Assignment> Please reproduce, exactly and in full, the lines running from the one that contains "the dog's nose" to the end of the entries.

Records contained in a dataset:
● ● ● ● ●

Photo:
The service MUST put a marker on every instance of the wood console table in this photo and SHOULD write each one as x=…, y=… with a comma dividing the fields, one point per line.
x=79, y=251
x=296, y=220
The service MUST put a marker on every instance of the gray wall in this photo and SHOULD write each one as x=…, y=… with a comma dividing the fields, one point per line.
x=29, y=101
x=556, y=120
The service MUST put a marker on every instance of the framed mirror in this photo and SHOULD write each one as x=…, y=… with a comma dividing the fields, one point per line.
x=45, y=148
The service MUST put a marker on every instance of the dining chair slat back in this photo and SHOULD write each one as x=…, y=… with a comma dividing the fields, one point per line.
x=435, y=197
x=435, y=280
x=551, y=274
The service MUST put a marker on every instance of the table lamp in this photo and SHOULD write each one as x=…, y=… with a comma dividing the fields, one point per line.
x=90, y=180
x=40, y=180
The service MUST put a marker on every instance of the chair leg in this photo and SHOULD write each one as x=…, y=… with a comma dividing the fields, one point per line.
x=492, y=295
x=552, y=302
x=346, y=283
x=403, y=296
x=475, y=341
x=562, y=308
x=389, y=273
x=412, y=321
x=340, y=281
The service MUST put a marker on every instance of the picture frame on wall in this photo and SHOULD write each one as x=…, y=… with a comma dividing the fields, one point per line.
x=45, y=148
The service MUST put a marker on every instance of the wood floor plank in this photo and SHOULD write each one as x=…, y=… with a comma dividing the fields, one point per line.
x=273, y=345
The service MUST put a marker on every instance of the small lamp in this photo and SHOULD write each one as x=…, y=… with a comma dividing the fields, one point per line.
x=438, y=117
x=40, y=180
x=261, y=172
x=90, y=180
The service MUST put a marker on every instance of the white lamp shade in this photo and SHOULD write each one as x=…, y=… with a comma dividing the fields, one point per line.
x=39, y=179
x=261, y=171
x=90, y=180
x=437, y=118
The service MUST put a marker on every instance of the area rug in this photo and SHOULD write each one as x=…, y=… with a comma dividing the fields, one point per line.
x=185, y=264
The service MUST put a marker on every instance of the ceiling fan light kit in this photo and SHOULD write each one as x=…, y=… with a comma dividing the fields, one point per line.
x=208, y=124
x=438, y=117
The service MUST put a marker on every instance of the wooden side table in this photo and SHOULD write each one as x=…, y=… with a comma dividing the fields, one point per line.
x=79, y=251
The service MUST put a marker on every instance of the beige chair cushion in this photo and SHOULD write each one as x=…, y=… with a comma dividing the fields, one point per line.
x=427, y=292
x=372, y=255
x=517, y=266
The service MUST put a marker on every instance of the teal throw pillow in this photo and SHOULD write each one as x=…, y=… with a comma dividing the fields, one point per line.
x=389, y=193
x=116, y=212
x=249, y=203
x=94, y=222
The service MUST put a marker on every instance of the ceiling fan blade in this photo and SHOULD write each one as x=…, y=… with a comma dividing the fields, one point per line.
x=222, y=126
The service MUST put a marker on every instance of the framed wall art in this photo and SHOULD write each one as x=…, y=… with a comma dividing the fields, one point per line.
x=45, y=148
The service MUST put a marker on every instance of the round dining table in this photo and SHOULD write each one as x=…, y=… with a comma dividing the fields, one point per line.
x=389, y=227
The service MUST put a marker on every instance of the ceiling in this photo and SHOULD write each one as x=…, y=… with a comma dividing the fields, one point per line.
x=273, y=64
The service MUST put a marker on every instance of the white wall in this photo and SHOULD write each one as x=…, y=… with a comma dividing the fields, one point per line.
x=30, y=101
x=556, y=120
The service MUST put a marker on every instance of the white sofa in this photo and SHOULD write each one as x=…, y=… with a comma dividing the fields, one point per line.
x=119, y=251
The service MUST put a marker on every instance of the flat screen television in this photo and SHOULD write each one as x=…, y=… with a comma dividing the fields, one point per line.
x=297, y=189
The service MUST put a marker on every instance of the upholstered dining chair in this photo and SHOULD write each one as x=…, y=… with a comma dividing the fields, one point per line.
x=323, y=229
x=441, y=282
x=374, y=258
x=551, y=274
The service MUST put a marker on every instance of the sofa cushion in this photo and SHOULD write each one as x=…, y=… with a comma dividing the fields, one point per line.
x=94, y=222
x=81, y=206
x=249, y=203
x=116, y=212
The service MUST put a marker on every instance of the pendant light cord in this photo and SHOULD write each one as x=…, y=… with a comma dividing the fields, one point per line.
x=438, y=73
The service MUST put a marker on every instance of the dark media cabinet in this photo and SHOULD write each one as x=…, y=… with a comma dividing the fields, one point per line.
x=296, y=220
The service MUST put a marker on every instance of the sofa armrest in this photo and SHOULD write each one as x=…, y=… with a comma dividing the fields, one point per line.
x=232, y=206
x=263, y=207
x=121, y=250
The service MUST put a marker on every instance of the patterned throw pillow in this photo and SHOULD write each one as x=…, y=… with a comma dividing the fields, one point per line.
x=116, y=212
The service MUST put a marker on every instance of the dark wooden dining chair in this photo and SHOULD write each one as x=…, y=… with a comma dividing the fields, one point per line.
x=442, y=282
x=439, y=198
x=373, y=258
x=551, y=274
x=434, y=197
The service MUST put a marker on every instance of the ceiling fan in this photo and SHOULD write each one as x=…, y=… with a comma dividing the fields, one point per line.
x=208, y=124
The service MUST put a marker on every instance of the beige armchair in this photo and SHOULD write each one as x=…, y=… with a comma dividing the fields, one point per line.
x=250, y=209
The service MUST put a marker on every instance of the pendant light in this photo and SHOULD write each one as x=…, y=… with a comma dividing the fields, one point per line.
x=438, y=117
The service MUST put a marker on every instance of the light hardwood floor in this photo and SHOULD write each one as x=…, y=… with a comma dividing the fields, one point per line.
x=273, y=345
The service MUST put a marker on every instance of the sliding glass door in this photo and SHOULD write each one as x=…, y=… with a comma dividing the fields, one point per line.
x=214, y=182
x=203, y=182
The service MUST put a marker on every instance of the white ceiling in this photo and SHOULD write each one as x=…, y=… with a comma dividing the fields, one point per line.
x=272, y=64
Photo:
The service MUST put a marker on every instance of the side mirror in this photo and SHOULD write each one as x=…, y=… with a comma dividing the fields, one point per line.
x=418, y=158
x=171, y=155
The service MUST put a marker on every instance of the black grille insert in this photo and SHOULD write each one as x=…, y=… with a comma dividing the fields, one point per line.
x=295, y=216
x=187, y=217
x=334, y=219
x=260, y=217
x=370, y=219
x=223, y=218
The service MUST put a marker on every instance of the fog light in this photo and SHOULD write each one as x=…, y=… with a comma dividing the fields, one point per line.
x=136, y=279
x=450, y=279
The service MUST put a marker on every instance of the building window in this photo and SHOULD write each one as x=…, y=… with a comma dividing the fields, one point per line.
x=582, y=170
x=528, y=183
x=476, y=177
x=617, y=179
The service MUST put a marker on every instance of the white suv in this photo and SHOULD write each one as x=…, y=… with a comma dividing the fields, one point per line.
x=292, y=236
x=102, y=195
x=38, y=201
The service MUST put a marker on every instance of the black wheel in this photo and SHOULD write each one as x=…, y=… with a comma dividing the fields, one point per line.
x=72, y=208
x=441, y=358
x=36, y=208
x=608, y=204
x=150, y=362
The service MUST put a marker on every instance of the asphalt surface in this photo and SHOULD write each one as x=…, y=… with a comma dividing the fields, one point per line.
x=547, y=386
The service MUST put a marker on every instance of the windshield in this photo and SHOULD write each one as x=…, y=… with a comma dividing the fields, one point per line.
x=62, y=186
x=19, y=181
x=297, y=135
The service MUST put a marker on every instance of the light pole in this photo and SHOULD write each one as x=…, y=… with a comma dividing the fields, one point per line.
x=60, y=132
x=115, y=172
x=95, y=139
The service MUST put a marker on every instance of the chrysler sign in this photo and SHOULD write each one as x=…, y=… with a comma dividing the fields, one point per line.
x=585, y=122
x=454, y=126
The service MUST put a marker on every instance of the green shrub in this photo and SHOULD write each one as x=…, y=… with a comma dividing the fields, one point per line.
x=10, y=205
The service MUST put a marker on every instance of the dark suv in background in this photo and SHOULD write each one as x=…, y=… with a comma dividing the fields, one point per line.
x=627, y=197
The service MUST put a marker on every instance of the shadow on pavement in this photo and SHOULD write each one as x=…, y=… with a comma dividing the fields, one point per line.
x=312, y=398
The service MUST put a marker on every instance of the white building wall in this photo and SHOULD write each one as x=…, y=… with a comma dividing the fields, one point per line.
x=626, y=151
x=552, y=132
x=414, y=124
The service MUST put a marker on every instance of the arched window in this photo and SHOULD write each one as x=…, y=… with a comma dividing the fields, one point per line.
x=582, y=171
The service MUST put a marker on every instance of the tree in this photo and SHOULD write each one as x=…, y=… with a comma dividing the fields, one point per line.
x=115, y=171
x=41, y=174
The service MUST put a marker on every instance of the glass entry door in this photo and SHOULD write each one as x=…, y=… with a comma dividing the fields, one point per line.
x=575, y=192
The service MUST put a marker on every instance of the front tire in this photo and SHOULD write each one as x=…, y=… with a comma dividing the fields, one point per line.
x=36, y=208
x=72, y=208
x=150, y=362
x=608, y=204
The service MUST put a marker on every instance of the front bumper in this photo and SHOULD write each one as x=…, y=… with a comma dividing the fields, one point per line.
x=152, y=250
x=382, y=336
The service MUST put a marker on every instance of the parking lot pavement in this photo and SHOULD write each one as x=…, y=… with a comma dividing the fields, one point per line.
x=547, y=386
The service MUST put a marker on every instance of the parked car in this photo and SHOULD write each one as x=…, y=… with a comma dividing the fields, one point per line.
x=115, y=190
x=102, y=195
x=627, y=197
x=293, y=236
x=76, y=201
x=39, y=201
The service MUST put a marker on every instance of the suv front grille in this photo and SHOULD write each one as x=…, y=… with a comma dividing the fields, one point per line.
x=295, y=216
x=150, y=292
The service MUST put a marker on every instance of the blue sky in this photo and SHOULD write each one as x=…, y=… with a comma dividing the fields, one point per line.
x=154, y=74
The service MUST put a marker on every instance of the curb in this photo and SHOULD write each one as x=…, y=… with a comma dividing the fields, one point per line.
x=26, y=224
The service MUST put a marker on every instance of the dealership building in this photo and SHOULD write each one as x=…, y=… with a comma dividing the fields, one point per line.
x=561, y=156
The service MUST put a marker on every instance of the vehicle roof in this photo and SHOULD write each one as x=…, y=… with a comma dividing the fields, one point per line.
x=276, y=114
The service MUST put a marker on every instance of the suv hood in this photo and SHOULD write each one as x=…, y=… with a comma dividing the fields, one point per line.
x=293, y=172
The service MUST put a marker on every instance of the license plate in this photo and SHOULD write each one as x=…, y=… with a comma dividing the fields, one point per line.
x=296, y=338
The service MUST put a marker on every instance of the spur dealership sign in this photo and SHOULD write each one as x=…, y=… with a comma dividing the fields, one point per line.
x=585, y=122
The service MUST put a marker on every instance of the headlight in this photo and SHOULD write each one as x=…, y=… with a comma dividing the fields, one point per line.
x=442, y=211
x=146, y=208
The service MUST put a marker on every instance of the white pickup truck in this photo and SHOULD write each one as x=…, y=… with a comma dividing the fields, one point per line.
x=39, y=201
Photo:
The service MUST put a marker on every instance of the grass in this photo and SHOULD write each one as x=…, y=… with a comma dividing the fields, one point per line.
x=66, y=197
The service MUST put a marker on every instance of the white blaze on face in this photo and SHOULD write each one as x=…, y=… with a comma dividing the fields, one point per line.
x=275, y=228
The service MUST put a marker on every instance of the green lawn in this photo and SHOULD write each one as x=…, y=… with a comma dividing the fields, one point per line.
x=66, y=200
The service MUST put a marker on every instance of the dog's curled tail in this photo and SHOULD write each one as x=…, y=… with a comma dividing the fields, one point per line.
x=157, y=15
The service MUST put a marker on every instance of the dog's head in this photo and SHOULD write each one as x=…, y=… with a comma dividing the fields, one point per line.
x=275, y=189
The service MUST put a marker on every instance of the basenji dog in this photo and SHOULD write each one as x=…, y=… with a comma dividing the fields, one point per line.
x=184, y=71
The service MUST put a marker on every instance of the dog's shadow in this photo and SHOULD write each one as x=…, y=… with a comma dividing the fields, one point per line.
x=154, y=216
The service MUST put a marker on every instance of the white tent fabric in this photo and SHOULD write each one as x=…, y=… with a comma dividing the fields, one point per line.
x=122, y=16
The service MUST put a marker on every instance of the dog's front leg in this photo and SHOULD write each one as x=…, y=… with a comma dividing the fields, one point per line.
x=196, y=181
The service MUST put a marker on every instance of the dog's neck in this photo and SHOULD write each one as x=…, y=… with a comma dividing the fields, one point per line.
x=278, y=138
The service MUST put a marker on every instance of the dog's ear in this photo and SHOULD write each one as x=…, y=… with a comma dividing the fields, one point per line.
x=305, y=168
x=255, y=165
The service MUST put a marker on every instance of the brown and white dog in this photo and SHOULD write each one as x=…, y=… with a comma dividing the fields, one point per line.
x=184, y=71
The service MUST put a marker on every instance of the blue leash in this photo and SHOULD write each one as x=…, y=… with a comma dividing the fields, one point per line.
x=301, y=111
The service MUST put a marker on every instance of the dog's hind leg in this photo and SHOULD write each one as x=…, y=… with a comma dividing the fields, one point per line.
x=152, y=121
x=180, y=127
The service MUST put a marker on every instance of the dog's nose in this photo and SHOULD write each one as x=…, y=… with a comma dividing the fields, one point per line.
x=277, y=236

● ● ● ● ●

Solution below>
The service MUST put a marker on every instance of the dog's nose in this photo and SHOULD write each one as x=…, y=… with a comma dividing the fields, one point per line.
x=277, y=236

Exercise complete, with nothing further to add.